━━ Material provided

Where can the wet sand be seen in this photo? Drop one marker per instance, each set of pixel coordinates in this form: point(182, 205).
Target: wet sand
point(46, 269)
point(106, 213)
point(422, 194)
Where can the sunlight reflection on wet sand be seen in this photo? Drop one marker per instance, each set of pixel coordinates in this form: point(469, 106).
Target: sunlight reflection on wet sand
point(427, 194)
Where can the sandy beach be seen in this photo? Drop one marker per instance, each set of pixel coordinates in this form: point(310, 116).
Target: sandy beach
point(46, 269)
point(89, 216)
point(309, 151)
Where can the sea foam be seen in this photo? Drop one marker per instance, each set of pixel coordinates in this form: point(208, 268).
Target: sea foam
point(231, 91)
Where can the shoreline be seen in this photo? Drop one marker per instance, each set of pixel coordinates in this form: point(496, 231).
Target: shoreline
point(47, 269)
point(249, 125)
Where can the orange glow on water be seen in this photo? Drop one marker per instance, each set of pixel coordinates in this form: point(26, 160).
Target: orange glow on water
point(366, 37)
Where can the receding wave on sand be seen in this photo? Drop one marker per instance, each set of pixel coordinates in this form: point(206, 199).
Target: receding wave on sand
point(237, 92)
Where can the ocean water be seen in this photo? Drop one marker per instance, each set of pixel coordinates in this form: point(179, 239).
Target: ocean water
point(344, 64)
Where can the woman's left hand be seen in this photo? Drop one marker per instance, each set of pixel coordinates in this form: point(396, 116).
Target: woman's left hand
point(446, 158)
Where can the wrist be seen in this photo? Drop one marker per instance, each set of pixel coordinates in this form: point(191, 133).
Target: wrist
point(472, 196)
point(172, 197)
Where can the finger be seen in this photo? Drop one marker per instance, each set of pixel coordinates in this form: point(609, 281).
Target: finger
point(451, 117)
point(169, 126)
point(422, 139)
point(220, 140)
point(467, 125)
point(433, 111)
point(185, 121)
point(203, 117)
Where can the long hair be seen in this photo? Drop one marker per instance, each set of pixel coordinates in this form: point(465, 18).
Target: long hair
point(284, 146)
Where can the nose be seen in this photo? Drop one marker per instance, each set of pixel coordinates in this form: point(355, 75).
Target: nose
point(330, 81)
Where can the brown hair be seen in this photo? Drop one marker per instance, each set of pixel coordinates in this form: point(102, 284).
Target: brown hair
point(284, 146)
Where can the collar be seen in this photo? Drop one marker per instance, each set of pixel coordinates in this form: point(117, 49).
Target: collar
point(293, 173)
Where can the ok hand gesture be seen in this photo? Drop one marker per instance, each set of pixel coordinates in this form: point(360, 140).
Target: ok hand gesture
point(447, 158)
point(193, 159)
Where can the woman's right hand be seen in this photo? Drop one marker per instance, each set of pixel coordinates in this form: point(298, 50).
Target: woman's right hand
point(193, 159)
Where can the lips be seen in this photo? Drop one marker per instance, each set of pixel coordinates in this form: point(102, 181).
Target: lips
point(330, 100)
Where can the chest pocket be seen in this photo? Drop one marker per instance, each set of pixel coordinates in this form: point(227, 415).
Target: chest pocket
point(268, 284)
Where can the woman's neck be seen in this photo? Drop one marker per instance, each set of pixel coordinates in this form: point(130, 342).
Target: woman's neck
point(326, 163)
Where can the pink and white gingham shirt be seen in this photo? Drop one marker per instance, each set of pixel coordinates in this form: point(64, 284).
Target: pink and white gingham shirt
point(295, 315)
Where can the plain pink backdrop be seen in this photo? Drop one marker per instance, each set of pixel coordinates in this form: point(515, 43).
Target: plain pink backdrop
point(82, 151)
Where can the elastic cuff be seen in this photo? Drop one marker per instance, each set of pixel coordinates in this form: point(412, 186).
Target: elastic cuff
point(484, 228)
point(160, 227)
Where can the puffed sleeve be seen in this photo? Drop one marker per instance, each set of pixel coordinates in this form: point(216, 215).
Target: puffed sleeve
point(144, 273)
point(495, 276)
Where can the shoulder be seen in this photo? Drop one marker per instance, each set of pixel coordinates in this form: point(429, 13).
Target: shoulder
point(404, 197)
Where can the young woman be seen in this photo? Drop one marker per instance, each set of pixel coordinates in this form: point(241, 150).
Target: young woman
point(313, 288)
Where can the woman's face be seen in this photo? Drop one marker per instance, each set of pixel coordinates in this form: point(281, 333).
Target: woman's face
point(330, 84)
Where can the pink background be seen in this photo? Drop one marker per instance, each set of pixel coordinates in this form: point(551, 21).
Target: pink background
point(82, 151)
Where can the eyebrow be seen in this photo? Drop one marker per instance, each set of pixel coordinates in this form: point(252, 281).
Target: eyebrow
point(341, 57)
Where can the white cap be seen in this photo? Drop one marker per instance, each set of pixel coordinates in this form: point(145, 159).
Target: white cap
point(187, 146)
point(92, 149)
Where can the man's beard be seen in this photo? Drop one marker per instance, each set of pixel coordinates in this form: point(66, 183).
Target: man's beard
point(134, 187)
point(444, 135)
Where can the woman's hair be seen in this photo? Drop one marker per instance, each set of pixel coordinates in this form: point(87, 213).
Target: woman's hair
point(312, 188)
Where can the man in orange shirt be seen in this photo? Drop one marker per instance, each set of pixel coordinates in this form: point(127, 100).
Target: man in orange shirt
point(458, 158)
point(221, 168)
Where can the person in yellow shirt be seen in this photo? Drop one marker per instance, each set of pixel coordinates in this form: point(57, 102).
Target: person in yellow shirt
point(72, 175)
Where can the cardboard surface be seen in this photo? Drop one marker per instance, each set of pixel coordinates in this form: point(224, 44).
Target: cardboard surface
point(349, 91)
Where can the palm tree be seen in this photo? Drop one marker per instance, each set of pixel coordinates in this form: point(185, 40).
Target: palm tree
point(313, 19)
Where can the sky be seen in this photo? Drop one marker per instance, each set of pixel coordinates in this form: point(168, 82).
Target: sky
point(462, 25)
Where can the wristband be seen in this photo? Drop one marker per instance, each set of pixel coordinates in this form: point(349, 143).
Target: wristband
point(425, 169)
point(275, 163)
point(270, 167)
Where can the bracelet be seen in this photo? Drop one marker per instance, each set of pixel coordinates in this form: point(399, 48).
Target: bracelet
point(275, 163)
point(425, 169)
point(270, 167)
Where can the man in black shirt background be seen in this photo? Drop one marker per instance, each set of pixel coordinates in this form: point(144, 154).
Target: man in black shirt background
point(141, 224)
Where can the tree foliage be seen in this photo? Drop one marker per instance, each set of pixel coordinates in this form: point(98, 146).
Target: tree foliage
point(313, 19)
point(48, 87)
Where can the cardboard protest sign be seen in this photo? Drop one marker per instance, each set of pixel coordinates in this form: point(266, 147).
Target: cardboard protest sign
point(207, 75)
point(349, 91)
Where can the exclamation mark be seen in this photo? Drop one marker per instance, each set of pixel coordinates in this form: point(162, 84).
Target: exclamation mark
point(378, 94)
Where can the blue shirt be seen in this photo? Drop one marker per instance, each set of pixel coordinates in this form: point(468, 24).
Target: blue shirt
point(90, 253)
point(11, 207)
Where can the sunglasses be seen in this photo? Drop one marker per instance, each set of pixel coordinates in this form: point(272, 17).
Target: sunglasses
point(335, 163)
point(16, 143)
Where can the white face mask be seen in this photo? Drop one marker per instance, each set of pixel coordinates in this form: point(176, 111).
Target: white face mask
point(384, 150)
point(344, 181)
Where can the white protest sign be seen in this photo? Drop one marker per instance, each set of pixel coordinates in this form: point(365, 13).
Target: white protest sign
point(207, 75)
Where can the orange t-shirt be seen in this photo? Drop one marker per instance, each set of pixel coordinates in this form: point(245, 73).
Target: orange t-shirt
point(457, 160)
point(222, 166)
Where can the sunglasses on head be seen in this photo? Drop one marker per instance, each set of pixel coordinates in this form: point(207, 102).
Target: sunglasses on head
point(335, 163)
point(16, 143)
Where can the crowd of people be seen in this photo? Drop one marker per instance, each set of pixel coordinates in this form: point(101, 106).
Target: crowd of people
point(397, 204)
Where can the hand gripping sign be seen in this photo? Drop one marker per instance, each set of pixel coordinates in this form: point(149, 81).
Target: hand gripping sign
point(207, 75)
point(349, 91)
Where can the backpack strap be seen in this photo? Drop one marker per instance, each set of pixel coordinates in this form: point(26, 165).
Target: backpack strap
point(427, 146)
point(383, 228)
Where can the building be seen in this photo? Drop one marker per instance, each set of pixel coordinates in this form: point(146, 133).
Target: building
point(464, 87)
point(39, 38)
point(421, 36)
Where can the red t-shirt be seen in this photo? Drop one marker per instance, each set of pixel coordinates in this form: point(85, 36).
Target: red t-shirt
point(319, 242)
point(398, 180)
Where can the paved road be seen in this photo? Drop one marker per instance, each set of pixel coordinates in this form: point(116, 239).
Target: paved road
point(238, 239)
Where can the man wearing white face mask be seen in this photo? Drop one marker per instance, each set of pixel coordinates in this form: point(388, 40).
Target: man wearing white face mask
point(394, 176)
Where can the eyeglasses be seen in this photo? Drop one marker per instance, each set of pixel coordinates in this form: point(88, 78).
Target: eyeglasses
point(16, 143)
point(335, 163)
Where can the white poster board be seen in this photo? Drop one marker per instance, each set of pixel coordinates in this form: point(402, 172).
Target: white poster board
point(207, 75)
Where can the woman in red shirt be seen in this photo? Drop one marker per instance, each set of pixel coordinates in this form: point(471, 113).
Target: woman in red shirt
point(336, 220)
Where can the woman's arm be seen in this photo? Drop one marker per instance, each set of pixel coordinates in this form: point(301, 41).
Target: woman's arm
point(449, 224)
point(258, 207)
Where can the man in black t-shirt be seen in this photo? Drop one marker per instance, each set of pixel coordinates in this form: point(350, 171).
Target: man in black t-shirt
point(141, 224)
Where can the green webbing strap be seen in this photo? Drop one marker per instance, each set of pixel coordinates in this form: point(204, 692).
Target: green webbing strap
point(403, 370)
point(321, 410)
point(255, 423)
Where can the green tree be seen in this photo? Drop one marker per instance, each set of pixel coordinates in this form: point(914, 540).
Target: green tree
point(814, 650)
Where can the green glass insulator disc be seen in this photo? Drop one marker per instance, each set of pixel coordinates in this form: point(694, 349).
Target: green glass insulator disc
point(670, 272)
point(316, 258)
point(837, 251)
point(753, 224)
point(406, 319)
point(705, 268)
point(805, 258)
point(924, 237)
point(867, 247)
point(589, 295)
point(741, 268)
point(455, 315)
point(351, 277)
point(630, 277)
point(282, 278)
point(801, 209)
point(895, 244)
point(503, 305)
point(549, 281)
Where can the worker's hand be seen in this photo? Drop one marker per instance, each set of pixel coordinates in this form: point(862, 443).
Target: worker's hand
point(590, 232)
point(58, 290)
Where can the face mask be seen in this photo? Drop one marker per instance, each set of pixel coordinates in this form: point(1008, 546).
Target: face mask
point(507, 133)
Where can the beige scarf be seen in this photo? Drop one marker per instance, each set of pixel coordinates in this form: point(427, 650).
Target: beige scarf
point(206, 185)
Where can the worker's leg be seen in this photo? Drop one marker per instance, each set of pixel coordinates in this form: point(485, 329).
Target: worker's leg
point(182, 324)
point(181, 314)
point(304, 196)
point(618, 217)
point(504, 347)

━━━━

- **Instruction**: All lines from the line containing "Where can the face" through the end of the listing above are to be duplicated exactly; include both ends and nothing further.

- **Task answer**:
Where can the face mask be seen in this photo? Drop one marker per instance, each set of pixel coordinates in this form: point(1008, 546).
Target: face mask
point(507, 133)
Where can the beige scarf be seen in this photo? Drop one marker per instance, each set of pixel coordinates in this form: point(427, 650).
Target: beige scarf
point(206, 185)
Where can the worker's leg be seen in this photo? Drop one marker per instance, each set of pixel coordinates in this form: point(485, 329).
Target: worker's leg
point(182, 324)
point(181, 314)
point(304, 196)
point(618, 217)
point(504, 347)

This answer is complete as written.